• GOAL OF THE EXERCISE: Say whether each statement below agrees with the Aquaman review, answering yes or no and quoting the words of the review that decide it. 1. The writer watched the film alone. 2. James Wan directed the film. 3. The writer finds Aquaman less accessible to audiences than Man of Steel.

::: DOCUMENT

Aquaman is big, but it’s not dumb, and it’s fantastically sincere, not “cheesy.”
| Jan 2, 2019 | 3 comments |

Last night my wife and I re-viewed DC’s latest superhero film, Aquaman.

If I write a review, I’ll likely describe the film as a subversively positive, fun, yet sincere journey into an underwater fairy tale.

But I won’t describe the movie as “(big) dumb fun”1 or “cheesy.”2 As have many Aquaman viewers, who are (at least) trying to praise the movie.

Yes, the movie features plenty of splash and spectacle. It revels in Arthur Curry’s (Jason Mamoa) over-the-top personality. It pauses for lengthy explanations of this fantastic world and backstory. Heroes and villains bellow out their motivations as if they were in an anime.

Director James Wan also constantly draws your attention to surprise! explosions. He loves to show in-your-face, meme-worthy visuals. These include dragon-esque sea horses, armies of crab men, and sharks clad in Atlantean armor. Parts of the film also seem custom-designed to challenge the old “Aquaman has lame powers” pop-culture mythology.

Aquaman is big, but it’s not dumb.

It’s fun. And, admittedly, it’s more accessible to audiences than the earlier DC films Man of Steel and Batman v Superman: Dawn of Justice.3

But Aquaman is not “cheesy.”

Define ‘cheesy’

Most people, when they hear “cheesy,” think about low quality. They think of poorly made Christian movies, in which characters don’t speak or act like they’re in any place resembling the real world. Or they think of formulaic Hallmark movies for Christmastime.

Aquaman doesn’t qualify for any of those. The movie is well-made and makes its aesthetic choices by design, not by accident. And where it follows any “formula,” this is simply the classic hero’s journey played underwater.

Only if you believe the superhero genre is intrinsically cheesy would you apply this label to Aquaman. But then, why apply the label at all?

::::::
::: DATASET EXCERPT

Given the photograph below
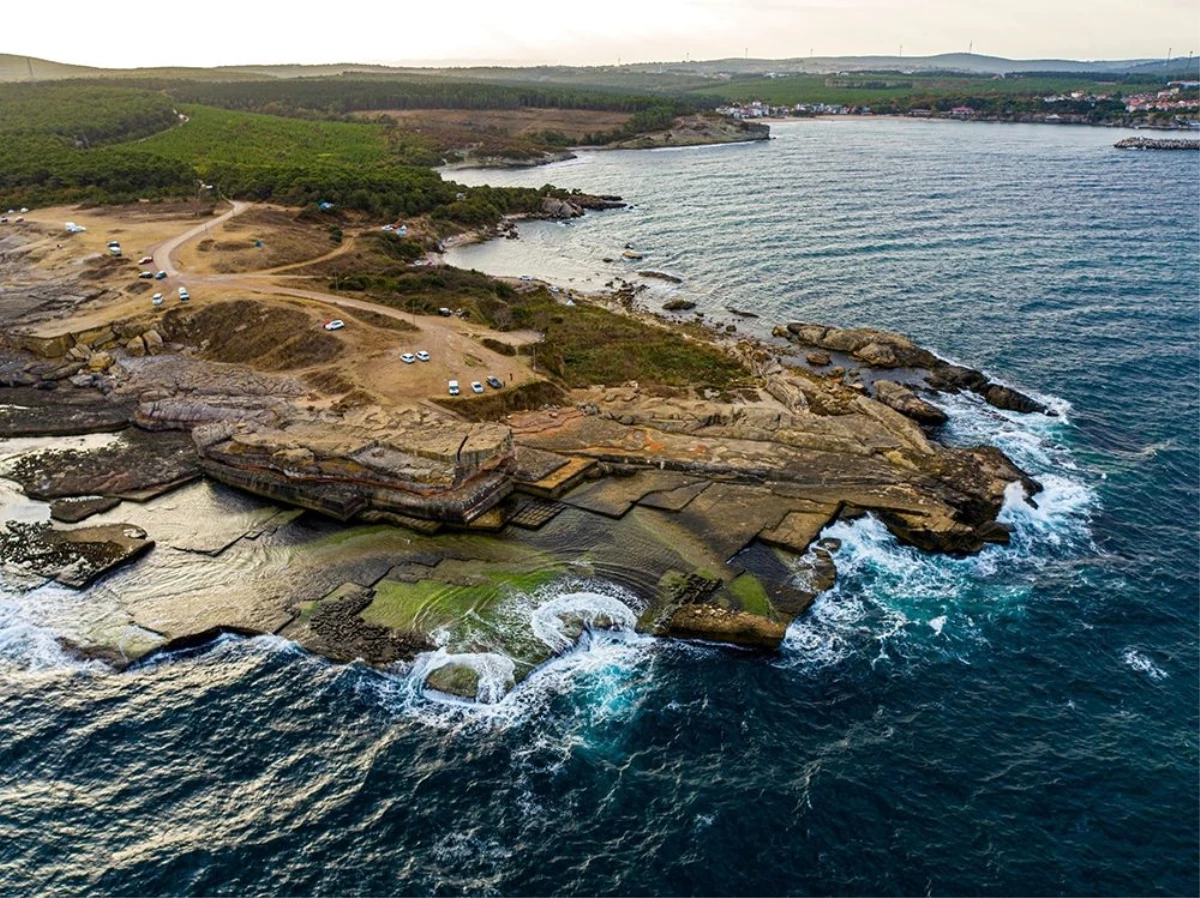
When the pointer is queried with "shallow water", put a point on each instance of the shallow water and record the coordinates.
(1020, 722)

::::::

• RESULT FOR THIS TASK:
1. No: "Last night my wife and I re-viewed DC’s latest superhero film, Aquaman."
2. Yes: "Director James Wan also constantly draws your attention to surprise! explosions."
3. No: "it’s more accessible to audiences than the earlier DC films Man of Steel and Batman v Superman: Dawn of Justice"